### ENTRIES ###

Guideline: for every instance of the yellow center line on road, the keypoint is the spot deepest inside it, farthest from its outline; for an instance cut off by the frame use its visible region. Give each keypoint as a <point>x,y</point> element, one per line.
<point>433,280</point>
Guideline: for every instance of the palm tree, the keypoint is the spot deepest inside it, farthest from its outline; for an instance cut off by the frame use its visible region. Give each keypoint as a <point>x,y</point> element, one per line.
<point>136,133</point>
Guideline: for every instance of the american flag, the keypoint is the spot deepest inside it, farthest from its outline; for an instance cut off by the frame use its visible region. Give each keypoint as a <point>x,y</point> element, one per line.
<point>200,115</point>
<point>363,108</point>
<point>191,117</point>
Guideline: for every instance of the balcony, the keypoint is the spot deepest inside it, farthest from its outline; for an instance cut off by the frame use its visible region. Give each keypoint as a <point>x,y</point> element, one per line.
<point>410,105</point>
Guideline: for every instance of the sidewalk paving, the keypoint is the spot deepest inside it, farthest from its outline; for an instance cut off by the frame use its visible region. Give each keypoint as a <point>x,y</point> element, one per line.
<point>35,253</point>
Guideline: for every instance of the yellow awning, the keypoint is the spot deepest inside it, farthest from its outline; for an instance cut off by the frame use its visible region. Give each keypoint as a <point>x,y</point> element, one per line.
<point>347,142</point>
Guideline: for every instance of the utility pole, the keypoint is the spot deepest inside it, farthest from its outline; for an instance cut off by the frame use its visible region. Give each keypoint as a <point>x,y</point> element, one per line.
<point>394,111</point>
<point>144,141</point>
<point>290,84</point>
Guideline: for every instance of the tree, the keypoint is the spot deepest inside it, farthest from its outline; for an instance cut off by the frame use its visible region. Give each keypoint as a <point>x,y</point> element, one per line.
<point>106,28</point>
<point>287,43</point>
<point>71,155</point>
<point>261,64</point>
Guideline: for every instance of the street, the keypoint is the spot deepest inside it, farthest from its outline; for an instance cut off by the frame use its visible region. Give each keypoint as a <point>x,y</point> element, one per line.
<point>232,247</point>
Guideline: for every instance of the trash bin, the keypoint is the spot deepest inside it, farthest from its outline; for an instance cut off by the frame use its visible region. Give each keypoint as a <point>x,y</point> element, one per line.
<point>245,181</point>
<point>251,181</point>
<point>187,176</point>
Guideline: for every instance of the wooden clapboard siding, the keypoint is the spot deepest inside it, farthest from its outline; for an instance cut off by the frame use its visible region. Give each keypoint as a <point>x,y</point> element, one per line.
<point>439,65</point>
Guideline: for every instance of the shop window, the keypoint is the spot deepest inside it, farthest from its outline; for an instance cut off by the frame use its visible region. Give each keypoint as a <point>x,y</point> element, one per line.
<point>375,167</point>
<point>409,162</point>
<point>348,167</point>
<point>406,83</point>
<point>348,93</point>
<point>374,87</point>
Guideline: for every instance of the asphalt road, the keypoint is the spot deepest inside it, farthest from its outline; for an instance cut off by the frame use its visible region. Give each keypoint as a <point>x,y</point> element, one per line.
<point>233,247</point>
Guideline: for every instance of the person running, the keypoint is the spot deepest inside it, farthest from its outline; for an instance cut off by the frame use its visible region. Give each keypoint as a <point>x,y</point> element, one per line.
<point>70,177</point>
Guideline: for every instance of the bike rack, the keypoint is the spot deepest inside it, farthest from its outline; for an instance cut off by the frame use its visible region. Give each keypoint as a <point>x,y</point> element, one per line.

###

■ WORK REQUIRED: Format the records as a numbered list with blank lines dropped, beginning at the start of the records and running through the line containing "<point>410,105</point>".

■ WRITTEN RESPONSE:
1. Guideline: for every instance of the yellow center line on road, the keypoint is the spot deepest inside it, farthest from its outline; for an instance cut off by the frame use its visible region. Give each keypoint as a <point>x,y</point> element, one per line.
2. <point>433,280</point>
3. Guideline: for every instance of the palm tree, the keypoint is the spot deepest inside it, farthest from its outline; for an instance cut off by the frame use its visible region. Give each keypoint as a <point>x,y</point> element, one per line.
4. <point>136,133</point>
5. Guideline: for every instance of the american flag, the keypoint is the spot deepest inside it, farthest from its outline; for an instance cut off by the frame use its visible region. Give each keypoint as a <point>x,y</point> element, one per line.
6. <point>200,115</point>
7. <point>363,108</point>
8. <point>191,117</point>
9. Guideline: for every instance of the balcony, the keypoint is the spot deepest inside it, farthest from its outline; for an instance cut off by the frame use its visible region. Give each keypoint as a <point>x,y</point> element, one per line.
10. <point>410,105</point>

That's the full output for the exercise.